■ Work task: Within the records below is a range that opens at the line with "Basketball game film review: mark the woven" and closes at the line with "Basketball game film review: mark the puppy's right". Return that range word for word, both ends included, and only that range.

━━━ Material for this exercise ━━━

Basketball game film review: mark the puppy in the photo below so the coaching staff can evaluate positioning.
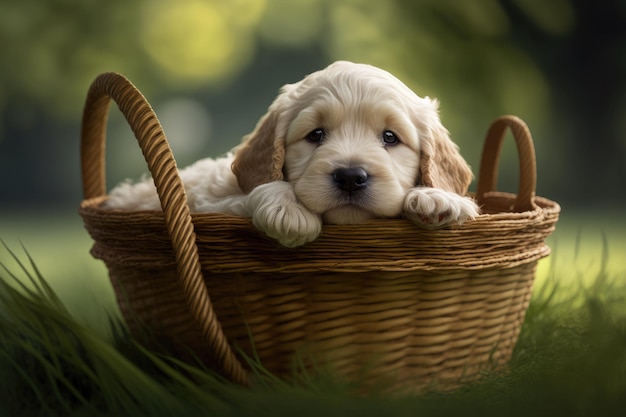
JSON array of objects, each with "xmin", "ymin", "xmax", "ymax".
[{"xmin": 106, "ymin": 61, "xmax": 479, "ymax": 247}]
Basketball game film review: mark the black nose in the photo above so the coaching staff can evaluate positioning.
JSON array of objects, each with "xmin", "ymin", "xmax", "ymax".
[{"xmin": 332, "ymin": 167, "xmax": 369, "ymax": 193}]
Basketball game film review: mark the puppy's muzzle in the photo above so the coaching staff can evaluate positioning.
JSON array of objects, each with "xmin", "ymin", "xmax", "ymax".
[{"xmin": 332, "ymin": 167, "xmax": 369, "ymax": 193}]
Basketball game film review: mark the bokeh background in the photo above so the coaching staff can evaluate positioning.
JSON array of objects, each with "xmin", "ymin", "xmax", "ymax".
[
  {"xmin": 0, "ymin": 0, "xmax": 624, "ymax": 330},
  {"xmin": 2, "ymin": 0, "xmax": 625, "ymax": 209}
]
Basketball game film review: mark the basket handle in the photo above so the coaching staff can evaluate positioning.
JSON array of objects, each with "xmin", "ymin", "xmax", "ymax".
[
  {"xmin": 476, "ymin": 115, "xmax": 538, "ymax": 212},
  {"xmin": 80, "ymin": 72, "xmax": 249, "ymax": 385}
]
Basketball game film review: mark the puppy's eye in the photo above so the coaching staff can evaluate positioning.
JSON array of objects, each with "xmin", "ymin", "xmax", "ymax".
[
  {"xmin": 306, "ymin": 128, "xmax": 326, "ymax": 143},
  {"xmin": 382, "ymin": 130, "xmax": 400, "ymax": 146}
]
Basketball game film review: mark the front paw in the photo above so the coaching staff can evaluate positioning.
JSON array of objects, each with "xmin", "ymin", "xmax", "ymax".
[
  {"xmin": 249, "ymin": 182, "xmax": 322, "ymax": 248},
  {"xmin": 404, "ymin": 187, "xmax": 479, "ymax": 228}
]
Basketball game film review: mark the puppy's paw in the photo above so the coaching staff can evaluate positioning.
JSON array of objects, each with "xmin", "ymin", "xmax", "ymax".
[
  {"xmin": 248, "ymin": 182, "xmax": 322, "ymax": 248},
  {"xmin": 404, "ymin": 187, "xmax": 479, "ymax": 229}
]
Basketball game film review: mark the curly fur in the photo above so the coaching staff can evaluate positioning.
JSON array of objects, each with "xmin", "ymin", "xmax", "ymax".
[{"xmin": 106, "ymin": 61, "xmax": 479, "ymax": 247}]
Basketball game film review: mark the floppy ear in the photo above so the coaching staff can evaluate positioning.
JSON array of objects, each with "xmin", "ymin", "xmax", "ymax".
[
  {"xmin": 417, "ymin": 101, "xmax": 473, "ymax": 195},
  {"xmin": 231, "ymin": 111, "xmax": 284, "ymax": 194}
]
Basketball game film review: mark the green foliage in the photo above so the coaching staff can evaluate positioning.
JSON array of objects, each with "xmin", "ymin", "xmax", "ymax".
[
  {"xmin": 0, "ymin": 0, "xmax": 576, "ymax": 122},
  {"xmin": 1, "ymin": 242, "xmax": 625, "ymax": 416}
]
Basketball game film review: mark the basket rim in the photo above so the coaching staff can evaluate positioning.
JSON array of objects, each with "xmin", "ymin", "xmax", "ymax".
[
  {"xmin": 80, "ymin": 192, "xmax": 560, "ymax": 230},
  {"xmin": 80, "ymin": 191, "xmax": 560, "ymax": 273}
]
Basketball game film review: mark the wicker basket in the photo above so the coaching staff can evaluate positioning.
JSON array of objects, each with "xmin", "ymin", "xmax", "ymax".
[{"xmin": 79, "ymin": 73, "xmax": 560, "ymax": 391}]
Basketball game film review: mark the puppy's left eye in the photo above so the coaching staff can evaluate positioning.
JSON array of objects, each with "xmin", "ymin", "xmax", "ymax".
[
  {"xmin": 382, "ymin": 130, "xmax": 400, "ymax": 146},
  {"xmin": 306, "ymin": 128, "xmax": 326, "ymax": 143}
]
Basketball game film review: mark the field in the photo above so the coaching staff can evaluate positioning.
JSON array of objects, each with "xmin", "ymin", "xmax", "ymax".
[{"xmin": 1, "ymin": 207, "xmax": 625, "ymax": 416}]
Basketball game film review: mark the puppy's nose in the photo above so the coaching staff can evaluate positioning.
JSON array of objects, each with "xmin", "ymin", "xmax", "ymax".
[{"xmin": 332, "ymin": 167, "xmax": 369, "ymax": 193}]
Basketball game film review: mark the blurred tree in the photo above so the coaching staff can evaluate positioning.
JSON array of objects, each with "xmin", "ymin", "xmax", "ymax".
[
  {"xmin": 503, "ymin": 0, "xmax": 626, "ymax": 204},
  {"xmin": 0, "ymin": 0, "xmax": 148, "ymax": 119},
  {"xmin": 140, "ymin": 0, "xmax": 265, "ymax": 84}
]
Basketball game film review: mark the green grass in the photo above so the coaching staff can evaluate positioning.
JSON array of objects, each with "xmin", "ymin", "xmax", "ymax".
[
  {"xmin": 1, "ymin": 245, "xmax": 625, "ymax": 416},
  {"xmin": 1, "ymin": 209, "xmax": 626, "ymax": 416}
]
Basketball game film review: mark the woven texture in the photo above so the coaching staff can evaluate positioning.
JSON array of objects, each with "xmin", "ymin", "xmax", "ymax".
[{"xmin": 79, "ymin": 72, "xmax": 560, "ymax": 391}]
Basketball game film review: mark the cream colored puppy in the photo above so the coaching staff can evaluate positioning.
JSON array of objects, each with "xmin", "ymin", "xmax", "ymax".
[{"xmin": 106, "ymin": 61, "xmax": 479, "ymax": 247}]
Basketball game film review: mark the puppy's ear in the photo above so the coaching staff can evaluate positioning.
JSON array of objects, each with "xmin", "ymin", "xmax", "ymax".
[
  {"xmin": 418, "ymin": 100, "xmax": 473, "ymax": 194},
  {"xmin": 231, "ymin": 111, "xmax": 284, "ymax": 193}
]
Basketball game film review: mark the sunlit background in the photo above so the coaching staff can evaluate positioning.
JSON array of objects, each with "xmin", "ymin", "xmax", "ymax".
[{"xmin": 0, "ymin": 0, "xmax": 624, "ymax": 330}]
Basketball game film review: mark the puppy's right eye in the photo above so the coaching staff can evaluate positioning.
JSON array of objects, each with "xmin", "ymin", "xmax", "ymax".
[{"xmin": 306, "ymin": 128, "xmax": 326, "ymax": 143}]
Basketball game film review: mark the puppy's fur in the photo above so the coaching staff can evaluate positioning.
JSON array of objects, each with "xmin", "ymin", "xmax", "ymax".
[{"xmin": 106, "ymin": 61, "xmax": 479, "ymax": 247}]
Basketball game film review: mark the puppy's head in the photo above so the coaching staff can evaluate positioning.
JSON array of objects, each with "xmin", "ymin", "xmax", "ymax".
[{"xmin": 232, "ymin": 61, "xmax": 472, "ymax": 224}]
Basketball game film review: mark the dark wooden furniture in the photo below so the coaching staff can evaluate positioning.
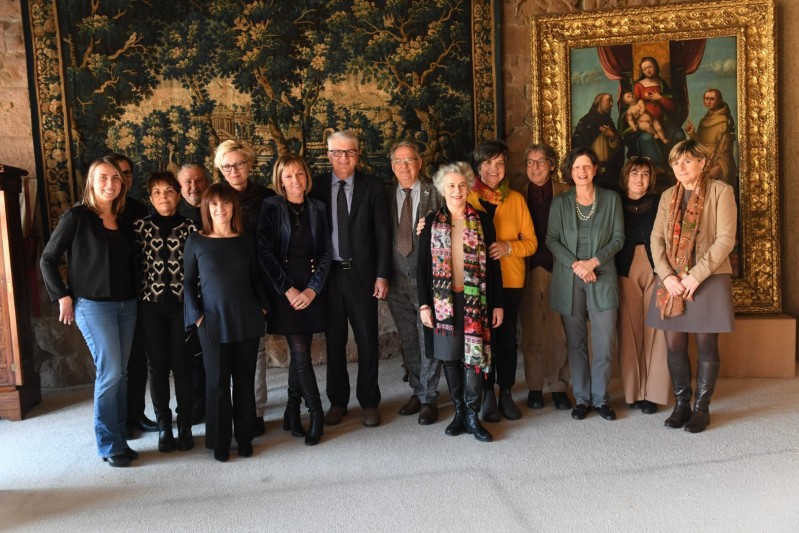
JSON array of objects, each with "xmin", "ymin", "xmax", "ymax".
[{"xmin": 0, "ymin": 164, "xmax": 41, "ymax": 420}]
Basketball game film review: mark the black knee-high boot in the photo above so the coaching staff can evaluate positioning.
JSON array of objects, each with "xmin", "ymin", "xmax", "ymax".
[
  {"xmin": 464, "ymin": 366, "xmax": 493, "ymax": 442},
  {"xmin": 293, "ymin": 346, "xmax": 323, "ymax": 446},
  {"xmin": 685, "ymin": 360, "xmax": 720, "ymax": 433},
  {"xmin": 664, "ymin": 352, "xmax": 692, "ymax": 428},
  {"xmin": 283, "ymin": 359, "xmax": 306, "ymax": 437},
  {"xmin": 443, "ymin": 362, "xmax": 465, "ymax": 436}
]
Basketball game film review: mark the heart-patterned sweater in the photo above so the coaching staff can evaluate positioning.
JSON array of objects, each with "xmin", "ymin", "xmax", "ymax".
[{"xmin": 134, "ymin": 213, "xmax": 197, "ymax": 303}]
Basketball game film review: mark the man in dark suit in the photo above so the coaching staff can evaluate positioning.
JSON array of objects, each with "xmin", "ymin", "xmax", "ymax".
[
  {"xmin": 309, "ymin": 130, "xmax": 391, "ymax": 427},
  {"xmin": 177, "ymin": 162, "xmax": 208, "ymax": 423},
  {"xmin": 385, "ymin": 141, "xmax": 444, "ymax": 425}
]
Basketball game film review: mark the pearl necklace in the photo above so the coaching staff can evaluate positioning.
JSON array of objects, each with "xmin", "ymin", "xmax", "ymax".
[{"xmin": 575, "ymin": 190, "xmax": 597, "ymax": 221}]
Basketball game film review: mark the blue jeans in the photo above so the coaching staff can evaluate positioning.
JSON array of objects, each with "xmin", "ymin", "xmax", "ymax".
[{"xmin": 74, "ymin": 298, "xmax": 137, "ymax": 458}]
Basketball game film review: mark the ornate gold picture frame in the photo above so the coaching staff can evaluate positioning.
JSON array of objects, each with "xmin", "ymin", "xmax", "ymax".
[{"xmin": 531, "ymin": 0, "xmax": 778, "ymax": 313}]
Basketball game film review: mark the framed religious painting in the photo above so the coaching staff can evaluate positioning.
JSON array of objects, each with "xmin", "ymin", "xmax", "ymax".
[{"xmin": 531, "ymin": 0, "xmax": 778, "ymax": 313}]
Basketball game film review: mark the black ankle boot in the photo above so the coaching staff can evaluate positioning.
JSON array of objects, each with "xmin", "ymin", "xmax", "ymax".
[
  {"xmin": 664, "ymin": 352, "xmax": 692, "ymax": 429},
  {"xmin": 443, "ymin": 362, "xmax": 465, "ymax": 436},
  {"xmin": 157, "ymin": 414, "xmax": 175, "ymax": 452},
  {"xmin": 685, "ymin": 360, "xmax": 720, "ymax": 433},
  {"xmin": 158, "ymin": 427, "xmax": 176, "ymax": 452},
  {"xmin": 176, "ymin": 418, "xmax": 194, "ymax": 451},
  {"xmin": 464, "ymin": 366, "xmax": 493, "ymax": 442}
]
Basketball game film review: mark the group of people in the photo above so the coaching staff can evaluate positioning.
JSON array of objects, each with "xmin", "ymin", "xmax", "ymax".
[{"xmin": 39, "ymin": 126, "xmax": 737, "ymax": 467}]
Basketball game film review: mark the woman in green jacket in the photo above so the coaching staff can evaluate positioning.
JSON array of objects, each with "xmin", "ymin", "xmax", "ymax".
[{"xmin": 546, "ymin": 148, "xmax": 625, "ymax": 421}]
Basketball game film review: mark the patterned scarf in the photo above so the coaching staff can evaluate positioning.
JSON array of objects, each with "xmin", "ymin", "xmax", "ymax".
[
  {"xmin": 472, "ymin": 176, "xmax": 509, "ymax": 205},
  {"xmin": 655, "ymin": 177, "xmax": 707, "ymax": 318},
  {"xmin": 430, "ymin": 204, "xmax": 492, "ymax": 373}
]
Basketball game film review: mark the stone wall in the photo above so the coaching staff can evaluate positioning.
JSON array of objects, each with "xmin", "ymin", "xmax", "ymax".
[
  {"xmin": 2, "ymin": 0, "xmax": 798, "ymax": 387},
  {"xmin": 0, "ymin": 0, "xmax": 34, "ymax": 173}
]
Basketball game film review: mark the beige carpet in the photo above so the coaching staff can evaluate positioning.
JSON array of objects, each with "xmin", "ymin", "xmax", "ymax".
[{"xmin": 2, "ymin": 355, "xmax": 799, "ymax": 532}]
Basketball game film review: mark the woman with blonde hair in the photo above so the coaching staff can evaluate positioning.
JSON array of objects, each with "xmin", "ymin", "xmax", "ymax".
[
  {"xmin": 214, "ymin": 139, "xmax": 275, "ymax": 436},
  {"xmin": 257, "ymin": 154, "xmax": 331, "ymax": 446},
  {"xmin": 41, "ymin": 156, "xmax": 139, "ymax": 467}
]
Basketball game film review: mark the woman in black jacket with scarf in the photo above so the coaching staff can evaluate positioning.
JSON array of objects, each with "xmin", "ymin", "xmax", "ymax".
[{"xmin": 257, "ymin": 154, "xmax": 331, "ymax": 446}]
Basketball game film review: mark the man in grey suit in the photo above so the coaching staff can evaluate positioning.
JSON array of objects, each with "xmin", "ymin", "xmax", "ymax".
[{"xmin": 386, "ymin": 141, "xmax": 444, "ymax": 424}]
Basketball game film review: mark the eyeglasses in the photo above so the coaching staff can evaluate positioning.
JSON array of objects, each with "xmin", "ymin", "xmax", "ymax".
[
  {"xmin": 526, "ymin": 159, "xmax": 551, "ymax": 168},
  {"xmin": 391, "ymin": 158, "xmax": 419, "ymax": 165},
  {"xmin": 328, "ymin": 149, "xmax": 358, "ymax": 158},
  {"xmin": 220, "ymin": 161, "xmax": 248, "ymax": 173}
]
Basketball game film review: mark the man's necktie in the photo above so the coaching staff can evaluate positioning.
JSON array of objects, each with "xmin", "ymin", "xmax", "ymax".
[
  {"xmin": 337, "ymin": 180, "xmax": 352, "ymax": 260},
  {"xmin": 397, "ymin": 188, "xmax": 413, "ymax": 256}
]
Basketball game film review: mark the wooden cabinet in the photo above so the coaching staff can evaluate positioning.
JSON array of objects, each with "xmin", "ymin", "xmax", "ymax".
[{"xmin": 0, "ymin": 164, "xmax": 40, "ymax": 420}]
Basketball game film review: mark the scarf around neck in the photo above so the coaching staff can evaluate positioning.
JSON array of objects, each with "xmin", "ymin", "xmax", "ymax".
[
  {"xmin": 430, "ymin": 204, "xmax": 492, "ymax": 373},
  {"xmin": 655, "ymin": 177, "xmax": 707, "ymax": 318},
  {"xmin": 472, "ymin": 176, "xmax": 509, "ymax": 205}
]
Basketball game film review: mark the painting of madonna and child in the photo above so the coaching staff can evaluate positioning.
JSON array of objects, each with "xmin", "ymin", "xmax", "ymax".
[{"xmin": 570, "ymin": 37, "xmax": 738, "ymax": 198}]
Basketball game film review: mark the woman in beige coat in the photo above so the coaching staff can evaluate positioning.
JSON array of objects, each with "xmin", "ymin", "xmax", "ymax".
[{"xmin": 646, "ymin": 140, "xmax": 737, "ymax": 433}]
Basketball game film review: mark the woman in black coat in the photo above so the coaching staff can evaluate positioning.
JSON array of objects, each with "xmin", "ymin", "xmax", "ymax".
[
  {"xmin": 184, "ymin": 183, "xmax": 269, "ymax": 462},
  {"xmin": 257, "ymin": 154, "xmax": 331, "ymax": 446},
  {"xmin": 417, "ymin": 162, "xmax": 504, "ymax": 443}
]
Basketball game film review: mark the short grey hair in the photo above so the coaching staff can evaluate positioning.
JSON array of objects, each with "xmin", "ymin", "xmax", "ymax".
[
  {"xmin": 179, "ymin": 163, "xmax": 208, "ymax": 176},
  {"xmin": 388, "ymin": 140, "xmax": 420, "ymax": 159},
  {"xmin": 327, "ymin": 130, "xmax": 360, "ymax": 149},
  {"xmin": 432, "ymin": 161, "xmax": 475, "ymax": 196}
]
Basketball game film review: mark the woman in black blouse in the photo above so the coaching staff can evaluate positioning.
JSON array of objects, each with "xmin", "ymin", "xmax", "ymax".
[
  {"xmin": 615, "ymin": 157, "xmax": 669, "ymax": 414},
  {"xmin": 40, "ymin": 157, "xmax": 139, "ymax": 467},
  {"xmin": 134, "ymin": 171, "xmax": 197, "ymax": 453},
  {"xmin": 184, "ymin": 183, "xmax": 269, "ymax": 462},
  {"xmin": 257, "ymin": 154, "xmax": 331, "ymax": 446}
]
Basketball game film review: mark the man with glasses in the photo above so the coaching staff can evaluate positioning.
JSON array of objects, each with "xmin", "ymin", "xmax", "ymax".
[
  {"xmin": 385, "ymin": 141, "xmax": 443, "ymax": 425},
  {"xmin": 518, "ymin": 144, "xmax": 572, "ymax": 412},
  {"xmin": 108, "ymin": 153, "xmax": 158, "ymax": 437},
  {"xmin": 310, "ymin": 130, "xmax": 391, "ymax": 427}
]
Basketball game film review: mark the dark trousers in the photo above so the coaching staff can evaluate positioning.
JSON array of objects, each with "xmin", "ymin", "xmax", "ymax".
[
  {"xmin": 187, "ymin": 329, "xmax": 205, "ymax": 412},
  {"xmin": 139, "ymin": 300, "xmax": 192, "ymax": 426},
  {"xmin": 325, "ymin": 267, "xmax": 381, "ymax": 409},
  {"xmin": 126, "ymin": 319, "xmax": 148, "ymax": 420},
  {"xmin": 197, "ymin": 323, "xmax": 258, "ymax": 451},
  {"xmin": 486, "ymin": 288, "xmax": 523, "ymax": 390}
]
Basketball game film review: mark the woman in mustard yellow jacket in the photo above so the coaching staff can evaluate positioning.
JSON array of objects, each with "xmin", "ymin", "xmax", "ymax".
[
  {"xmin": 647, "ymin": 140, "xmax": 736, "ymax": 433},
  {"xmin": 467, "ymin": 140, "xmax": 538, "ymax": 422}
]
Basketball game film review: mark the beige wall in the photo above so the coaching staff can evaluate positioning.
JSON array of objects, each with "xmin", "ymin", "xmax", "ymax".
[{"xmin": 2, "ymin": 0, "xmax": 798, "ymax": 318}]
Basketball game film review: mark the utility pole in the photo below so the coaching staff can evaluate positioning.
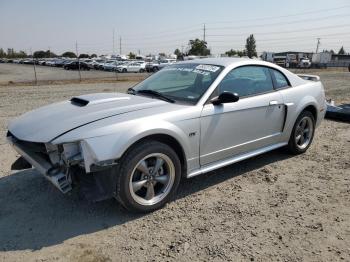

━━━

■ Result of this task:
Basketball game film review: mark the woven texture in the photo above so the coaching staff can evaluate positioning.
JSON array of objects, each with "xmin", "ymin", "xmax", "ymax".
[{"xmin": 79, "ymin": 72, "xmax": 560, "ymax": 391}]
Basketball game film review: mark the cream colored puppy in the photo above so the coaching staff can evaluate positioning.
JSON array of objects, each with "xmin", "ymin", "xmax", "ymax".
[{"xmin": 106, "ymin": 61, "xmax": 479, "ymax": 247}]
Basketball game film review: mark the puppy's ear in the photo above so the coaching staff can evaluate positioning.
JSON array of objects, each with "xmin", "ymin", "xmax", "ymax".
[
  {"xmin": 418, "ymin": 100, "xmax": 473, "ymax": 194},
  {"xmin": 231, "ymin": 111, "xmax": 284, "ymax": 193}
]
Basketball game film review: mark the sunlit background in the photo above so the coaching staff can evaluate positioning.
JSON array of objects, each with "xmin", "ymin", "xmax", "ymax".
[{"xmin": 0, "ymin": 0, "xmax": 624, "ymax": 330}]
Basketball game film review: mark the puppy's right eye in the photo above so the coaching staff can evaluate positioning.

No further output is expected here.